* _EXCERPT TO READ_
-- -- --

Doggone Rabbits?
Whether you are a "sniper type" rabbit hunter for Jacks, or a hop-skip-and-jump type bunny bopper, you may have noticed in your favorite area that available targets have become reasonably scarce. Questions that often arise under these conditions are, "Where have all the rabbits gone, and will they be back? " Over the length of the time line, the answer is commonly, "I don’t know, and yes!"

The phenomenon of boom and bust in small prey species is most often as normal as the coming and going of draughts and flood years. The purging force in the ecological cycle is very much like the streetsweepers who follow a ticker-tape parade. Once the big crowd has slowly assembled and done as much to trash an area as possible, the last one through sweeps almost everything away and things start on their way back to normal. In the natural world, whether the streetsweeper is a huge boom in predators, or the devastation of one of the many maladies that run through the ground dwellers leaving only a few hearty individuals as "seed" for the next generation, the cause-and-effect mechanism goes into play.

-- -- --

* _SUPPLIED DATA_
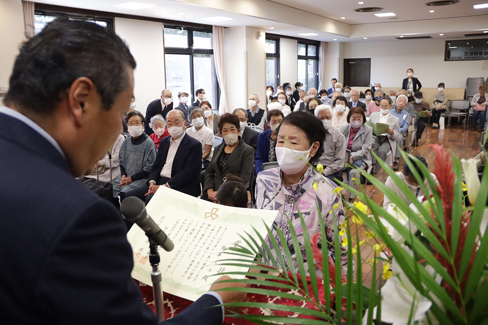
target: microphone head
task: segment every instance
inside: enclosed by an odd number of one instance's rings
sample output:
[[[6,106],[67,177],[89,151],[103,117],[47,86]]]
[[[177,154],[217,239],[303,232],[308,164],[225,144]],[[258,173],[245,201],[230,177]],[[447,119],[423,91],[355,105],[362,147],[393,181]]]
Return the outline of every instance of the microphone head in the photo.
[[[144,202],[135,196],[126,197],[121,204],[122,216],[124,219],[132,222],[134,222],[145,210],[146,205]]]

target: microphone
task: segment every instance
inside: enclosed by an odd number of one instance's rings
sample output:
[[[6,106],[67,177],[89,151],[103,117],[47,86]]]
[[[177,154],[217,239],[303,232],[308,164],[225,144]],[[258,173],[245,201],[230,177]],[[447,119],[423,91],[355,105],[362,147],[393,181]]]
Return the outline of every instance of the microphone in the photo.
[[[173,250],[175,245],[147,214],[145,205],[142,200],[135,196],[125,198],[121,204],[121,212],[124,219],[137,224],[150,239],[164,250]]]

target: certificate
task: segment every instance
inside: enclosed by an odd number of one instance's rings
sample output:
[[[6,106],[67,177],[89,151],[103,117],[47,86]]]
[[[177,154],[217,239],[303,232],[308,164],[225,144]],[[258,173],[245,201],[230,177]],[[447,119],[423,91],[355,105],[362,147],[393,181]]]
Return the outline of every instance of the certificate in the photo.
[[[248,270],[218,266],[217,261],[230,258],[222,253],[227,248],[239,245],[250,249],[239,235],[252,235],[253,227],[265,238],[264,223],[271,228],[278,213],[219,205],[165,186],[159,187],[146,210],[175,244],[170,252],[159,248],[163,291],[193,301],[208,291],[220,273]],[[151,286],[147,237],[137,225],[127,237],[134,252],[132,277]]]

-- -- --

* _USING THE INFORMATION_
(1) Summarize the article on scarce rabbits in two sentences.
(2) In the article on scarce rabbits, what is the purging force in the ecological cycle compared to?
(3) Resume the article on scarce rabbits from the point where it stops.
The items have no connection to the article on scarce rabbits.

* _ANSWERS BELOW_
(1) Rabbit hunters may notice that targets have grown scarce in their favorite areas, and the common answer to whether the rabbits will return is "I don't know, and yes!" Boom and bust in small prey species is usually as normal as drought and flood years, with a boom in predators or a disease acting like streetsweepers after a parade and leaving only a few individuals as "seed" for the next generation.

(2) The streetsweepers who follow a ticker-tape parade.

(3)
The understanding of these cycles, though lacking the ability to accurately predict the when-and-where of it, is very easy. Let's look at one subjective acre of land on a very rapid time line. Let’s say this acre has the holding capacity to feed 5 rabbits indefinitely. On our acre the five rabbits can exist with only one eagle and one coyote roaming through their area and eating the unlucky one once in awhile. But the rabbits' breeding instinct is higher than their thought processes — they begin eating themselves out of house or home and push their numbers to 20-plus. Of course, the coyote and eagle see all these rabbits running around and they come to feed more often, as do fellow predators. All the while the rabbits' food source goes south, and they begin to scratch for anything they can fill up on, including substandard rations. The predators keep picking away at the rabbits, but much faster than the food resource can rejuvenate to sustain the dropping rabbit population. The weakened rabbits start being infected with the assorted range of killing maladies and — BOOM — it's back to the lonely Adam and Eve of rabbits.

The expanding population of coyotes and other predators begin to feel the same effect due to the crashing rabbit population. There is not enough easy food, too much energy is spent filling stomachs thereby weakening their condition, and eventually their own particular biotic predators crash their numbers. Now only Wiley and his bride are left to eventually repopulate when mealtime eventually begins to improve.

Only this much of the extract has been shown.